Chris Haft: Roberto Alomar, Bert Blyleven, Andre Dawson, Barry Larkin, Jack Morris, Dale Murphy and Lee Smith
Alomar performed with consummate, transcendent grace. They call soccer the "beautiful game?" Watch Alomar and you'd pin that label on baseball. Blyleven and Dawson have grown on me. I covered a large portion of Larkin's career, so I'm biased in his favor, but that's just it -- I saw him win games in every way possible. Too many voters forget that Morris and Smith were the epitome of an ace and a closer, respectively, for a long time. And if we can keep somebody out of the Hall due to questionable character, such as Pete Rose, why not admit somebody like Murphy who did something to ennoble the game literally every day -- whether he was signing autographs or answering fan mail -- and just happened to be a heck of a player?
Carrie Muskat: Andre Dawson and Roberto Alomar
Some naysayers point to Dawson's low on-base percentage as a reason he's been kept out of Cooperstown. Dawson's response? "Maybe I should've walked more," he told me recently. That wasn't his job. The Hawk was one of the most respected players and teammates in the game, and he has the numbers to be in the Hall. This should be his year. Alomar was a dazzling acrobat, and his 10 Gold Gloves back that up. He was the whole package.
Mark Newman: Roberto Alomar, Mark McGwire, Lee Smith
Ballot arrives in mail early December. Open contents. See Alomar's stat summation and somehow the "12 consecutive All-Star selections" now sink in more than it did while he played. Check box, quickly. He and Hall of Famer Ryne Sandberg were the gold standards at second base for a long time. I was at Big Mac's 62 game and am still a believer having watched his career. No one else made batting practice into a regular "show." Still not playing commissioner with the Hall vote, fourth straight year I've checked McGwire's name. There is not sufficient reason otherwise, as long as he appears on the ballot. If Bruce Sutter, Goose Gossage and Hoyt Wilhelm are in, so is Smith. He held the Major League saves record of 478 from 1993 until 2006, and last year said justifiably: "I have, like, 200 more saves than two or three guys who are in there." I didn't vote for Rice and I saw Dawson/Blyleven in the same way while watching their whole careers: "really good." Go to Cooperstown and walk into the hallowed Gallery room and you are reminded that "really good" players do not belong in that room with plaques alongside Ty Cobb, Willie Mays, Babe Ruth and Nolan Ryan.

WORK REQUIRED:
In the Hall of Fame ballot picks above, which players does Mark Newman name as having plaques in the Gallery room at Cooperstown? The lines that follow are separate material and are unrelated to the Hall of Fame ballot picks above.

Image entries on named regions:
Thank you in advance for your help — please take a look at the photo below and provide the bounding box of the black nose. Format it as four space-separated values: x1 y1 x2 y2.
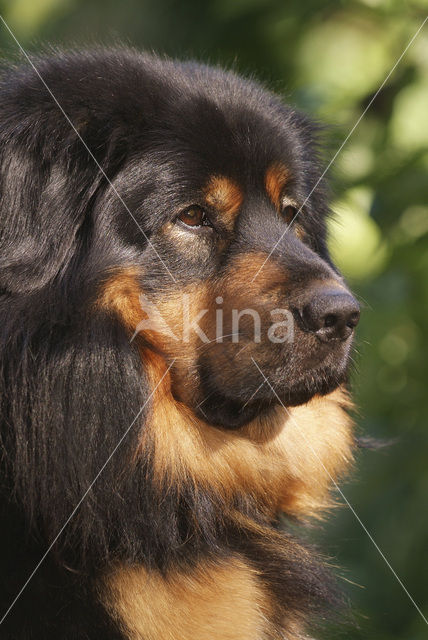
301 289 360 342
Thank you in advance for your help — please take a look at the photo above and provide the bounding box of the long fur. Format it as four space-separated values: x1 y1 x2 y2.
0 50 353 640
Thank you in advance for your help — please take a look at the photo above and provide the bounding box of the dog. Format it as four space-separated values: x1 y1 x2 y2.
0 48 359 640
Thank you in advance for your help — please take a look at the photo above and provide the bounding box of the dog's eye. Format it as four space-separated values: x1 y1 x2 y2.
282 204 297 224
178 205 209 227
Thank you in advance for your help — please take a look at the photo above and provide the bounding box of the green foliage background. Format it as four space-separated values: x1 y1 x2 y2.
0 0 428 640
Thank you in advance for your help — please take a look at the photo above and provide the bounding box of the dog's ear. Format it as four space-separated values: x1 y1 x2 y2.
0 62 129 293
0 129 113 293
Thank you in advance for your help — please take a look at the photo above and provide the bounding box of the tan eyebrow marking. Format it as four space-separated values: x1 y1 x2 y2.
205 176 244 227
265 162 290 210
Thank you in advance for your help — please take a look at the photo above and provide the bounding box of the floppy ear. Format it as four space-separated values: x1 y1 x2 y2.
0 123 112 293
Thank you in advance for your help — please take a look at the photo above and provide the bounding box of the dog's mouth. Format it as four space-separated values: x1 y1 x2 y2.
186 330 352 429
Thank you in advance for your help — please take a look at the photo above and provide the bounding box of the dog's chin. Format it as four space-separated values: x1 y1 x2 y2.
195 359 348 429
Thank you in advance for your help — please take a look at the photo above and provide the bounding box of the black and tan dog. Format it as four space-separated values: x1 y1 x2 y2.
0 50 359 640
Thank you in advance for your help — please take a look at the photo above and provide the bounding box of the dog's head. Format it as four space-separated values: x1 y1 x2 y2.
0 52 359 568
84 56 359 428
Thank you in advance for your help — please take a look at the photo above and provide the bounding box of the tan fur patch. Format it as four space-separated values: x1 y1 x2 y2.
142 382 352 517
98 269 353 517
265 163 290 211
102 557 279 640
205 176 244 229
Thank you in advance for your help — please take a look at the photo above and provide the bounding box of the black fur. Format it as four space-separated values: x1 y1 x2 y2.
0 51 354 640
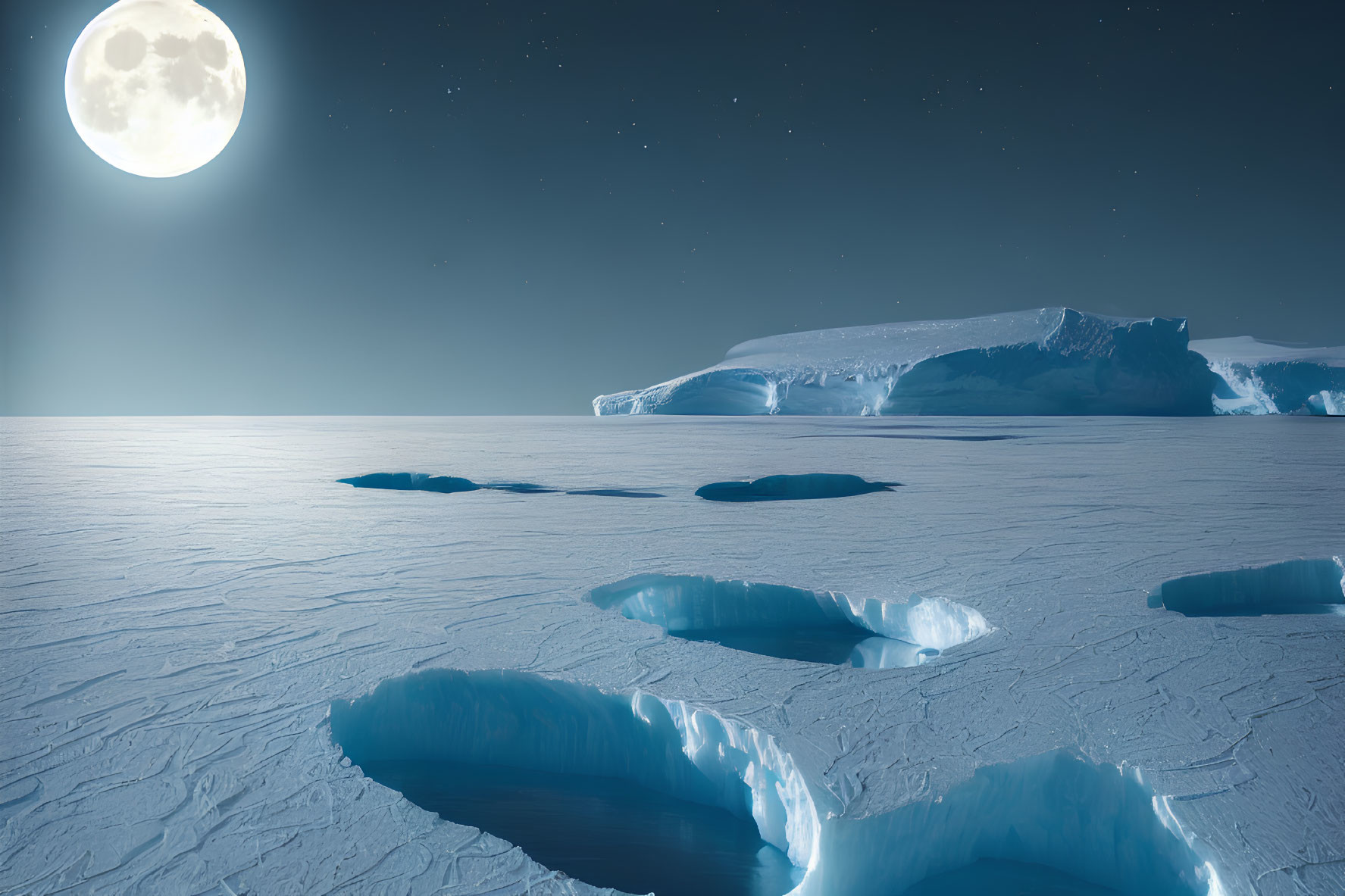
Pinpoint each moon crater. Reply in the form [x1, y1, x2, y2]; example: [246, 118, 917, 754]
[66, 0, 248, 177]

WRITTEN REPLY:
Ty Cobb, Willie Mays, Babe Ruth and Nolan Ryan.